## BEGIN DATA FOR PROCESSING

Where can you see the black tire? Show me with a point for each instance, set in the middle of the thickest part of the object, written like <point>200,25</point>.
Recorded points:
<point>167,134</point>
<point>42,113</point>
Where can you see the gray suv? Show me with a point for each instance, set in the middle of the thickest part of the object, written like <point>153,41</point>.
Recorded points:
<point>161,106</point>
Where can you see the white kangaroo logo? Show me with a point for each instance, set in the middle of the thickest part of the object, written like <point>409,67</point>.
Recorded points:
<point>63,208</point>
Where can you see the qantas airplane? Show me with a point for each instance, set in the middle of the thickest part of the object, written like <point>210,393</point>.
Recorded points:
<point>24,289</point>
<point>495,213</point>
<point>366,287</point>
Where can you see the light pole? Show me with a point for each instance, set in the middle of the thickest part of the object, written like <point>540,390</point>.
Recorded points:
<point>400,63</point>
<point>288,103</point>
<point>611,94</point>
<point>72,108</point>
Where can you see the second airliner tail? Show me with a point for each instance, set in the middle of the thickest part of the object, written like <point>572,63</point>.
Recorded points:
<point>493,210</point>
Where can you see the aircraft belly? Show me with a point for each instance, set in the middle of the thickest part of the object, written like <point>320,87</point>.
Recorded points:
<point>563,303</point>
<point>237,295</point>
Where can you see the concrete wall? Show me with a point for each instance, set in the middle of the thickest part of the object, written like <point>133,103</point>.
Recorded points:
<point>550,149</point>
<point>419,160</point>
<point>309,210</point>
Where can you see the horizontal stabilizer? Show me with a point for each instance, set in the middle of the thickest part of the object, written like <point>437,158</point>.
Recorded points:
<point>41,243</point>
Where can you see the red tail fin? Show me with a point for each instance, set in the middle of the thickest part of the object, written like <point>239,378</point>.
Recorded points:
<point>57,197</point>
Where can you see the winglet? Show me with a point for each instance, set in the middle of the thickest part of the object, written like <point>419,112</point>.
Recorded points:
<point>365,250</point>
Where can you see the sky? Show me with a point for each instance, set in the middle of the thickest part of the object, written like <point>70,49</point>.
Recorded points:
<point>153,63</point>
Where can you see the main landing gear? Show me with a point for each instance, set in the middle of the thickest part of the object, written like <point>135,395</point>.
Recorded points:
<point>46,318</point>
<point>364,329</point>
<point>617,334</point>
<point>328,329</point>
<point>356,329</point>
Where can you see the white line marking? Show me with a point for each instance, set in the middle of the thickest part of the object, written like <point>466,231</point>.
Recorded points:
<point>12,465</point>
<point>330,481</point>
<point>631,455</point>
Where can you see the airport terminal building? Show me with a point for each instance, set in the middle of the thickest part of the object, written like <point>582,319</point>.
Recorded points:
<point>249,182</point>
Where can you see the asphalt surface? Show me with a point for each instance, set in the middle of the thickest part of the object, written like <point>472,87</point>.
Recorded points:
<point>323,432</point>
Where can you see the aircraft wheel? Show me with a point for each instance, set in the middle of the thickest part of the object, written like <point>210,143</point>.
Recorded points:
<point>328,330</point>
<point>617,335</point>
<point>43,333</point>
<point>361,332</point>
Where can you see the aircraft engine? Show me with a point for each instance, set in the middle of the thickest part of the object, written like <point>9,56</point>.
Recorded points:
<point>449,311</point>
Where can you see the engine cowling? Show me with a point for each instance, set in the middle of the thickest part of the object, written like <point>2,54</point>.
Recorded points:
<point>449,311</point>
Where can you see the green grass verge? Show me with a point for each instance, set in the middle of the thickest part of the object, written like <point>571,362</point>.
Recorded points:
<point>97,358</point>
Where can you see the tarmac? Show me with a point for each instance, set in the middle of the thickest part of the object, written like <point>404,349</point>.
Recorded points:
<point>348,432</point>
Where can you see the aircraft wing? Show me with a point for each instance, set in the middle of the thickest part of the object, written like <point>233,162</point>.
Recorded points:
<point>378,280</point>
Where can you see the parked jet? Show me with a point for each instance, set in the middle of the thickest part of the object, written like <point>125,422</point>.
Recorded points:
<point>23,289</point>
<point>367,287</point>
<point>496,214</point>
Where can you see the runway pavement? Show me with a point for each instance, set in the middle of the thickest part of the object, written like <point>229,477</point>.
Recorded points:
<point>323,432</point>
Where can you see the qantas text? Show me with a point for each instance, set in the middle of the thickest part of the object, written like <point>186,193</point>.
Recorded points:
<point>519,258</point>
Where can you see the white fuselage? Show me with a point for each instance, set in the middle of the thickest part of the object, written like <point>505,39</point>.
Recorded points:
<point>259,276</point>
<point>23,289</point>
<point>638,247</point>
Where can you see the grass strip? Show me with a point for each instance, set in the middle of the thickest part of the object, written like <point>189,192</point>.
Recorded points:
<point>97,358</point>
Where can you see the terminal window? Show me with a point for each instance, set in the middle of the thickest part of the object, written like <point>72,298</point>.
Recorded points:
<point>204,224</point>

## END DATA FOR PROCESSING

Transcribe every one of the dataset items above, keeping each line word for word and in its original order.

Where can you see the black tire? Show me with a point for each instance, set in the middle of the thickest part of the object, written like <point>200,25</point>.
Recorded points:
<point>167,134</point>
<point>42,113</point>
Where can you see the gray suv? Show me with a point for each instance, set in the middle of the thickest part of the object, written like <point>153,41</point>.
Recorded points:
<point>161,106</point>
Where can you see the white kangaroo logo? Show me with a point for each instance, set in the middle of the thickest part of the object, written like <point>409,67</point>.
Recorded points:
<point>63,208</point>
Where can you see the qantas airplane? Show me with a point for each instance, set in the middle of the thickest part of the object, written like <point>210,393</point>.
Recorded points:
<point>24,289</point>
<point>495,213</point>
<point>366,287</point>
Where can you see the light pole? Show me with a point for each instance, set in the middle of the thickest part of the object, written like <point>540,390</point>.
Recorded points:
<point>400,63</point>
<point>288,103</point>
<point>611,94</point>
<point>72,108</point>
Where can you see the second airliner tail? Show me with a point for each instance, set in the middle of the thickest part of the object, written like <point>572,63</point>.
Recorded points:
<point>493,210</point>
Where can you see the aircraft belly? Show me with a point for each instance, set in the middle of the thickest part of the object, written like <point>320,87</point>.
Recorded points:
<point>563,303</point>
<point>237,295</point>
Where can you see the concrete wall? Show me with a point for each instance, set in the middle of the thickest part of the object, written like <point>133,103</point>.
Recorded points:
<point>550,149</point>
<point>419,160</point>
<point>309,210</point>
Where can you see the horizontal stabilizer? Show me with a point for each instance, set in the middle of the thickest part of the object, written like <point>437,158</point>.
Recorded points:
<point>41,243</point>
Where can you see the red tail fin? Show me with a point for each instance, set in the middle of the thickest part of the object, written like <point>239,378</point>.
Recorded points:
<point>57,197</point>
Where can you see the winglet? Show me with a point for each instance, set in the middle of the thickest part of the object, written like <point>419,112</point>.
Recorded points:
<point>365,250</point>
Where can you see the sky? Show me with a point for each instance, set in the middle of the thickest part of the object, written like <point>70,49</point>.
Recorded points:
<point>153,63</point>
Where can you see the main landing gear? Show me with a point for each instance, set in the middle of the thickest part of the object, written like <point>135,395</point>.
Recorded points:
<point>46,318</point>
<point>364,329</point>
<point>617,334</point>
<point>328,329</point>
<point>356,329</point>
Where can you see the white line marking? Show me with a point for each instance, set in the middle of the thickest part of the object, written like <point>466,231</point>.
Recorded points:
<point>12,465</point>
<point>330,481</point>
<point>631,455</point>
Where can you see the airport terminal building? Show me with a point for each instance, set in the middle of the thickest part of the object, written like <point>582,319</point>.
Recorded points:
<point>249,182</point>
Where can you see the asphalt surface? Show me with a point for each instance, set in the middle of the thickest part of the object, written like <point>472,87</point>.
Recorded points:
<point>323,432</point>
Where can you see the aircraft wheel? Show me with a point for each instance, set in the middle of the thickest part of the object, written like <point>210,143</point>.
Recorded points:
<point>328,330</point>
<point>617,335</point>
<point>43,333</point>
<point>361,332</point>
Where can you see the aircraft engine? Show me with a point for each instance, set in the middle of the thickest part of the object, written like <point>9,56</point>.
Recorded points:
<point>449,311</point>
Where can you see the engine cowling? Show me with a point for each instance, set in the middle of the thickest part of the object, written like <point>2,54</point>.
Recorded points:
<point>449,311</point>
Where can you see the green grass verge? Show me with a point for each instance, set in the middle of the thickest part of the object, written like <point>571,362</point>.
Recorded points:
<point>97,358</point>
Where can you see the tarmac? Show me with a point for each instance, set in the middle of the thickest part of the object, written like <point>404,349</point>.
Recorded points:
<point>348,432</point>
Where can you see the aircraft wing? Show me with a point for each instance, set in the middle of the thickest part of the object, written like <point>233,162</point>.
Recorded points:
<point>378,280</point>
Where can you see the parked jet? Show me with a point for each instance, set in the middle of the thickest part of the object, written like <point>125,422</point>.
Recorded points:
<point>23,289</point>
<point>367,287</point>
<point>496,214</point>
Where can you see the runway pavement? Show me with a point for each instance, set in the middle of the thickest part of the object, written like <point>229,477</point>.
Recorded points:
<point>323,432</point>
Where can you see the qantas text? Show me with a point for each instance, set in the middle of the thickest part of the object, written like <point>186,193</point>.
Recorded points:
<point>519,258</point>
Where can you see the white fuselage? Show me with a point for each instance, set in the middle of the thickest part of the object, written like <point>505,39</point>.
Recorded points:
<point>259,276</point>
<point>23,289</point>
<point>638,247</point>
Where can you see the grass strip? Show me with a point for each instance, set in the middle of the thickest part of the object, written like <point>189,192</point>.
Recorded points:
<point>97,358</point>
Where can you see the terminal window? Show me with a point for each instance, set in the middle of the thickest part of the object, written like <point>72,298</point>.
Recorded points:
<point>204,224</point>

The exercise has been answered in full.